Aşağıdaki kayıtları süzün ve "white" sözcüğünü içeren her satırı aynen kopyalayın.

***** Alıştırma Girdileri *****

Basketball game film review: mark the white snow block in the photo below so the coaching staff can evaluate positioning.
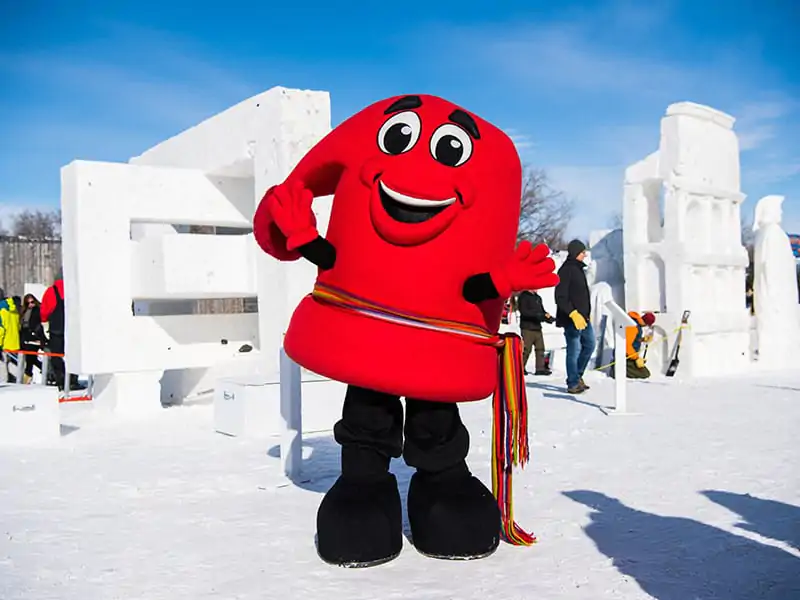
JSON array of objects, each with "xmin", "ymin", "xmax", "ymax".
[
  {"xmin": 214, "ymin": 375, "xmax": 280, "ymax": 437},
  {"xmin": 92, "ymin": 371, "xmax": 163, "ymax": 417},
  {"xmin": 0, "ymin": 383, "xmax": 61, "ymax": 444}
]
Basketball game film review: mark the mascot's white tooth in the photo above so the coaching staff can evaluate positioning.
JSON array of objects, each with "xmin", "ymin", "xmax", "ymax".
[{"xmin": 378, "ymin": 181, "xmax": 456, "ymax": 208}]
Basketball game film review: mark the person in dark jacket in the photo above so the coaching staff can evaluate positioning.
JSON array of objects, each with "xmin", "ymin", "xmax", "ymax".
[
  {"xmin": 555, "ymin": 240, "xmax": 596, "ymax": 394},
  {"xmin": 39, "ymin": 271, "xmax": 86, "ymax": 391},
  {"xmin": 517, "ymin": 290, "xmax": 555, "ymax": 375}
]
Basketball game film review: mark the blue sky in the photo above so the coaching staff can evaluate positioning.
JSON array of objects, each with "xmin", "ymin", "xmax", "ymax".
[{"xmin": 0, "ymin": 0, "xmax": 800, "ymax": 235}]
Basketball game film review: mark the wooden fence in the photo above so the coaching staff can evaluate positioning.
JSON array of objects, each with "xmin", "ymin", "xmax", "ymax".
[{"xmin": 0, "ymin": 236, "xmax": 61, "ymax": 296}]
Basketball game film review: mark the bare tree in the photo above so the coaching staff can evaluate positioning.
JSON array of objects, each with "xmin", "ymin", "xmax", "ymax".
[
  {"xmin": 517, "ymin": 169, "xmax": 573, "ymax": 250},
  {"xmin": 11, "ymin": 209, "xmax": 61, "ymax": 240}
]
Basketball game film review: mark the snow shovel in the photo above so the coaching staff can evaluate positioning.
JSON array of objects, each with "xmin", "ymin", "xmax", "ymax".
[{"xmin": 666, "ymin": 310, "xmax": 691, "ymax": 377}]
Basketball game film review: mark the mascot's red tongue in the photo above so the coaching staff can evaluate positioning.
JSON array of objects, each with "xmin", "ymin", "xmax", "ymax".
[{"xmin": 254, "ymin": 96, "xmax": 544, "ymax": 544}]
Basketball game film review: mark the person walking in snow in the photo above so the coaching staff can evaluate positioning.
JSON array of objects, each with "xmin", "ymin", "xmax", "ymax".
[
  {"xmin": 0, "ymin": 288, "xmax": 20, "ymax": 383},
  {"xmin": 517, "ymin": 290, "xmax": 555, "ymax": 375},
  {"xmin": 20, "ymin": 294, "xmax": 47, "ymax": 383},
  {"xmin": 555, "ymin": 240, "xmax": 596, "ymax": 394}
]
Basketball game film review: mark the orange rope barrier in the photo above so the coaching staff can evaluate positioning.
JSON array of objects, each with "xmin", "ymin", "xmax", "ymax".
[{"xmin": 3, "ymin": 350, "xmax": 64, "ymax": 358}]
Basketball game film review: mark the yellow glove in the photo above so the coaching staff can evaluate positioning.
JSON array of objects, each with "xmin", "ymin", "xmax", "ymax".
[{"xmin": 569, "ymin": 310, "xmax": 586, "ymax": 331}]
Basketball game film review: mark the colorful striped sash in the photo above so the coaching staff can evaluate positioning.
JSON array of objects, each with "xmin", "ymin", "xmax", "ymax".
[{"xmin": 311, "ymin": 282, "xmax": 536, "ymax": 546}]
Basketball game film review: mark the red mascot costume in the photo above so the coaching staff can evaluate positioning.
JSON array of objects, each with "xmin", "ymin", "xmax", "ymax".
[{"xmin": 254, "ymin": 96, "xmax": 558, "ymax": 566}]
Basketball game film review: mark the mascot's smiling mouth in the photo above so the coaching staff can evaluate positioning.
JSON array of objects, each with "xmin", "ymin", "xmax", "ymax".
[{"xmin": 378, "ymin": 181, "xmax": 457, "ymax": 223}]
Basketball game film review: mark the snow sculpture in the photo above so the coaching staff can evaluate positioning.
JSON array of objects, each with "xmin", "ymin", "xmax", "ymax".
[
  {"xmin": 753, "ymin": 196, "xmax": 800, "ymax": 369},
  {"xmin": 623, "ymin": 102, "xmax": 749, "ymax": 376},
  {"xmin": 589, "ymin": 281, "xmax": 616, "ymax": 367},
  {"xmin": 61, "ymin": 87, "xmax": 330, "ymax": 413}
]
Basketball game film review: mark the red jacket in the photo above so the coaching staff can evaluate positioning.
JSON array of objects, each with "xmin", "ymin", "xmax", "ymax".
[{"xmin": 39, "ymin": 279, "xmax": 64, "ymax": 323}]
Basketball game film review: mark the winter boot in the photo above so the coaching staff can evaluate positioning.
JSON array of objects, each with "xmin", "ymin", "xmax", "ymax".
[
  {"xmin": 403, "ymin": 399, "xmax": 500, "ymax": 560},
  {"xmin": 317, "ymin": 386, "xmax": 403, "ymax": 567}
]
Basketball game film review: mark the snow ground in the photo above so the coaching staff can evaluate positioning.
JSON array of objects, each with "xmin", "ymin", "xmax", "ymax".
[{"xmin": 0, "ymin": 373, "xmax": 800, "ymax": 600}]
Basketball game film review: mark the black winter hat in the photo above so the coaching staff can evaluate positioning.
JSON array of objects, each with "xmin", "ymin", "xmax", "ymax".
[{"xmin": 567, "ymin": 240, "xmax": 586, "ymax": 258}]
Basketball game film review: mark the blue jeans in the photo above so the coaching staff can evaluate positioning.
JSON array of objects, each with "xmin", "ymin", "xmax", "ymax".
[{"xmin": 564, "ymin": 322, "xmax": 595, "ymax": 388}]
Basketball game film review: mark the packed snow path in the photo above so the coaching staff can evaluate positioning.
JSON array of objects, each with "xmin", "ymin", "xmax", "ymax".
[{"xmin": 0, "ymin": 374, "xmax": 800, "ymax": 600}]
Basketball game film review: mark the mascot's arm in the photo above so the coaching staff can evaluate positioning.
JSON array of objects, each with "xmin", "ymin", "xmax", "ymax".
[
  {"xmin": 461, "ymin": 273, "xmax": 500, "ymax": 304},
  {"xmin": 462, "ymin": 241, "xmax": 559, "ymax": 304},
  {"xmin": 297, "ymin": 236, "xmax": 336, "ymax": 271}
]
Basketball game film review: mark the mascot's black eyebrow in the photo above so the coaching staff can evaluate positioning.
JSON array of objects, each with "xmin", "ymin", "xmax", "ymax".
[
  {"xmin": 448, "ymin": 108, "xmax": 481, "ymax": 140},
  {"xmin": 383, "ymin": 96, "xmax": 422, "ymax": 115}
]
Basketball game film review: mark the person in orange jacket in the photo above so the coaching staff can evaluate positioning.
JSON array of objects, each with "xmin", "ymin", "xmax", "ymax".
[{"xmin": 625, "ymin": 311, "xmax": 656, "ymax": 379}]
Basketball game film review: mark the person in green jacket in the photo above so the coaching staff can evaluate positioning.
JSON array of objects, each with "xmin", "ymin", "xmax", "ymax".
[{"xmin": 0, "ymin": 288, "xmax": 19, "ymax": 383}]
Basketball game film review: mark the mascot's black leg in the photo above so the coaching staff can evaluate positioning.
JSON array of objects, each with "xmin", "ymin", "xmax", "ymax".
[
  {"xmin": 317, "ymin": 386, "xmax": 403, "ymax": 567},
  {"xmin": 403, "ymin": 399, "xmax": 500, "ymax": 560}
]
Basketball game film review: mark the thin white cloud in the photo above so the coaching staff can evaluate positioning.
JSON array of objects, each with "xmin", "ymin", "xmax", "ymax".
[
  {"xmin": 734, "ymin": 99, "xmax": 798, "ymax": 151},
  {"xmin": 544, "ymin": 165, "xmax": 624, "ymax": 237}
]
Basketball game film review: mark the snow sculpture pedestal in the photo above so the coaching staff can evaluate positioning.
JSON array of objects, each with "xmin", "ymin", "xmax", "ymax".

*****

(Alıştırma Yanıtı):
Basketball game film review: mark the white snow block in the photo below so the coaching staff can evaluate positioning.
Basketball game film review: mark the mascot's white tooth in the photo above so the coaching staff can evaluate positioning.
Basketball game film review: mark the thin white cloud in the photo above so the coaching staff can evaluate positioning.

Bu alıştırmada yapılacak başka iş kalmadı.